Vorgegebener Text
____________________

# Welches Substrat?



## Beeee (15. Okt. 2012)

Huhu...
also ich wollte anfang nächster Saison eine "Groß-Reinigung" machen...
heißt alle Fische raus und den ganzen Teich mal richtig Säubern -> Pflanzen teilen usw.
Ich habe den Teich oder besser seine Pflege übernommen und habe vor 2 Jahren schonmal massen an Kies raus geholt.. aber wegen der Optik eine dünne Schicht gewaschen und wieder zurück in den Teich befördert... naja gut das mit der Optik hatte sich nach kurzer Zeit auch wieder erledigt... 
lange Rede kurzer sinn... welches Teichsubstrat ist empfehlenswert?

____________________

Annotationsdaten zur Objektposition:
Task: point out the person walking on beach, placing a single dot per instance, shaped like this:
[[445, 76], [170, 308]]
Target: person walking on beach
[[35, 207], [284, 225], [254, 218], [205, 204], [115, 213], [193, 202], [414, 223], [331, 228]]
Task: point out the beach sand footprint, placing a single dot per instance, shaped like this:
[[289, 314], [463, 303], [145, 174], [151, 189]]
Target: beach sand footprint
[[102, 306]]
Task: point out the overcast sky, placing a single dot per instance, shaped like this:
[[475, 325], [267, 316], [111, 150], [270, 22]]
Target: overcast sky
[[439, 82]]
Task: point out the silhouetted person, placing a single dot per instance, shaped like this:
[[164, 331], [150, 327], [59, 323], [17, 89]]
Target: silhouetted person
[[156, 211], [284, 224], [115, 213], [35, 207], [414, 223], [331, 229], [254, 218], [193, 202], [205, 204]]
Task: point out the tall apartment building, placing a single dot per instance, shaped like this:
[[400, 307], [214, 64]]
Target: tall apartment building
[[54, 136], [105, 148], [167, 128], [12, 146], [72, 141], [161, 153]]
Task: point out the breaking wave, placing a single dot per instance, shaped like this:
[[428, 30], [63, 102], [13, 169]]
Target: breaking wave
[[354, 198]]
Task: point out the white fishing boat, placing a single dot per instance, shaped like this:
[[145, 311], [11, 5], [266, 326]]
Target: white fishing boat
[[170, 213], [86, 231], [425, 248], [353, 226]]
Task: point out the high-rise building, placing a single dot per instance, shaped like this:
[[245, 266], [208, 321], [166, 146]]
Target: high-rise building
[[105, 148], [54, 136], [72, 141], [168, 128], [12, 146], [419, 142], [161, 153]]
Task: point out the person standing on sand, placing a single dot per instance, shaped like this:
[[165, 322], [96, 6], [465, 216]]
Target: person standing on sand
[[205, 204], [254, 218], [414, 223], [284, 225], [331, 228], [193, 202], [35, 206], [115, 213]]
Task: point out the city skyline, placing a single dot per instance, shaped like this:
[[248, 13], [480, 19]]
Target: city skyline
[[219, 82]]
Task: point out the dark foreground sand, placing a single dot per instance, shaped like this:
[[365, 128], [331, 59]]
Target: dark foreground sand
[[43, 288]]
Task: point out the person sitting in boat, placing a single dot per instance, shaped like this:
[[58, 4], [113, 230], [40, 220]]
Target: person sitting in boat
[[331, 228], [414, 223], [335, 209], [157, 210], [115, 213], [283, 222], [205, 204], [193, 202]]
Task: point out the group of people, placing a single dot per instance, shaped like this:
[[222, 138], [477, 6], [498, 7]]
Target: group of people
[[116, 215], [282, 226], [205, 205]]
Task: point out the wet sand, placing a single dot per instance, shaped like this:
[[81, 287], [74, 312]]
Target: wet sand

____________________

Arbeitsaufträge
[1] Was geschah laut dem Forumsbeitrag zum Teichsubstrat vor zwei Jahren mit dem Kies aus dem Teich?
[2] Setze den Forumsbeitrag zum Teichsubstrat im Anschluss an seinen letzten Satz fort.

Lösungen
[1] Massen an Kies wurden herausgeholt, und eine dünne Schicht wurde wegen der Optik gewaschen und wieder in den Teich gebracht.

[2]
Kies setzt sich in den Zwischenräumen zu und gammelt vor sich hin und es setzen sich Algen dran fest... bei Sand hab ich die Sorge das die Pumpe die am Teichgrund liegt diesen mit einsaugt und ich täglich mit ner Schippe an mein CS muss  (Übertrieben gemeint)
Danke im Vorraus für eure Tipps/Vorschläge
Grüße Beeee


----------



## Beeee (16. Okt. 2012)

*AW: Welches Substrat?*

Niemand oder bin ich mal wieder zu Ungeduldig?


----------



## lotta (16. Okt. 2012)

*AW: Welches Substrat?*

guten morgen beee
ich meine, im forum ein ausführliches statement bz teichsubstrat gelesen zu haben...
schau mal nach, da sins viele für und wider
beschrieben.
vielleicht hilft dir das weiter.
(vielleicht ist der grund, der mangelnden antworten... dass schon viel darüber gesagt wurde?
)
liebe grüsse lotta
p.s. hab grad noch mal nach dem beitrag gesucht, ihn aber auf die schnelle nicht gefunden... aber vielleicht hast du mehr zeit und findest ihn...
da waren echt die unterschiedlichsten möglichkeiten beschrieben.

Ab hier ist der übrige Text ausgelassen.